_What is being asked:_ Answer with one figure only, the number of lines below in which "sleeve" occurs.

_Saved entries:_
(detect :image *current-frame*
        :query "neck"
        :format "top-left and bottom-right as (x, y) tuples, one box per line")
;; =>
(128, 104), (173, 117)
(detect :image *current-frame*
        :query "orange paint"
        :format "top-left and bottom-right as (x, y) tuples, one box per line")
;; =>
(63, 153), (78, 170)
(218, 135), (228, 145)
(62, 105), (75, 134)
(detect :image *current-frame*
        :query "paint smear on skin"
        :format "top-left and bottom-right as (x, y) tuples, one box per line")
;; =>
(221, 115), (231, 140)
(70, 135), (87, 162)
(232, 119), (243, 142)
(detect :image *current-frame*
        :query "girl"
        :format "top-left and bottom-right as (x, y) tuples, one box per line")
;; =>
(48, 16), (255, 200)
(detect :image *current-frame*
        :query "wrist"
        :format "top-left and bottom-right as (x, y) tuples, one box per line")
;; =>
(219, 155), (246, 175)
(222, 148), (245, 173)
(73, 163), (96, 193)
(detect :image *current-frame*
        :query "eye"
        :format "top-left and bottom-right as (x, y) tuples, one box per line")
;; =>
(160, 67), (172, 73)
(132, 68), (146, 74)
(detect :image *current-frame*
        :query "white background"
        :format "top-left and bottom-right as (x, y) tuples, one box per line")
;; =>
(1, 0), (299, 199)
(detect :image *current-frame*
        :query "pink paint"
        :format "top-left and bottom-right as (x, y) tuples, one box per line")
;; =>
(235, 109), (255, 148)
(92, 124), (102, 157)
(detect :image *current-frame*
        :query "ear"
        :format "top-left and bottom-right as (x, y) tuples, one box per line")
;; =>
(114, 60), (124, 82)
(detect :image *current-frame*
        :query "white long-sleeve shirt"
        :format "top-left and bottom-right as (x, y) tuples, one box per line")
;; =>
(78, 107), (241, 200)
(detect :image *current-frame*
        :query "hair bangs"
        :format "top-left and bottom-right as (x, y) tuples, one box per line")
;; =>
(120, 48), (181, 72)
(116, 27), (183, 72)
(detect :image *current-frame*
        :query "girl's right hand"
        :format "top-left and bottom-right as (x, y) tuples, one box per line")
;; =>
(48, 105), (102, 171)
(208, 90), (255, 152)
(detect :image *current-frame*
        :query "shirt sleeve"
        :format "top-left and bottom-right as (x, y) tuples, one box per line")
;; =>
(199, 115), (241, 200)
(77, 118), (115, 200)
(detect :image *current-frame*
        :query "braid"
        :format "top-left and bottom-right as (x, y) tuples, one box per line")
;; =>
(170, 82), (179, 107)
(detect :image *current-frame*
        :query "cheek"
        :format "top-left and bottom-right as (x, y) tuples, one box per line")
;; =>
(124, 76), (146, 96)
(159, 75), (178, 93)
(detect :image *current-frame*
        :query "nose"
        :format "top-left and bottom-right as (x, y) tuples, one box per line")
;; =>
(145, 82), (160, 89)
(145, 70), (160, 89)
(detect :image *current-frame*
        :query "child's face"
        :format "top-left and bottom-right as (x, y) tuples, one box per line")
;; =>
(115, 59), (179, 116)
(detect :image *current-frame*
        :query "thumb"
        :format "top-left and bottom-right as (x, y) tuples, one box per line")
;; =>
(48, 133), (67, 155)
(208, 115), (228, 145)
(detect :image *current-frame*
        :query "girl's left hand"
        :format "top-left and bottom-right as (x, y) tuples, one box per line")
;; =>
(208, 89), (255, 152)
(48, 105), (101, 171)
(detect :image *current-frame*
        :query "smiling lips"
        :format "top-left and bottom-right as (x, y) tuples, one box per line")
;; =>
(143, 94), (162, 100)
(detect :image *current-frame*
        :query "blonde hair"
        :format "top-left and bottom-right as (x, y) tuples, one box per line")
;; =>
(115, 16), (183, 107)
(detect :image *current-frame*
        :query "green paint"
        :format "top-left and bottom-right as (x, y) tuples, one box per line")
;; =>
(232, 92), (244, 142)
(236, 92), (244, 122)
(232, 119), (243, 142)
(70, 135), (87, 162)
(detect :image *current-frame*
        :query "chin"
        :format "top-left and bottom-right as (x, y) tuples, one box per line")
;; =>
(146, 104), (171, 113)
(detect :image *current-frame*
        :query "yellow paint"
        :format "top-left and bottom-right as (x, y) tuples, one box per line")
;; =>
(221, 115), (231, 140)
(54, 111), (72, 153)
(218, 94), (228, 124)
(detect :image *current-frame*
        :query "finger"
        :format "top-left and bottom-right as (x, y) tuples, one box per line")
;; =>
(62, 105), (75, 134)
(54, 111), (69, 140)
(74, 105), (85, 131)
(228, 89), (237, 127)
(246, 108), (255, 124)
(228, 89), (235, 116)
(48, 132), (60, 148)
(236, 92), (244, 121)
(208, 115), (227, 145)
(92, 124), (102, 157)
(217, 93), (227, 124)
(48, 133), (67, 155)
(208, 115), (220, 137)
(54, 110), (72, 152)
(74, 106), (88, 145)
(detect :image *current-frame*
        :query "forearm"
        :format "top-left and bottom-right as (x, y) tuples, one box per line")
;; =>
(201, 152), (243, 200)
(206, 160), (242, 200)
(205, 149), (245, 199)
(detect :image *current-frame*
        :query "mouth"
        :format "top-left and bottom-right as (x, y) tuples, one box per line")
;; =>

_Answer space:_ 2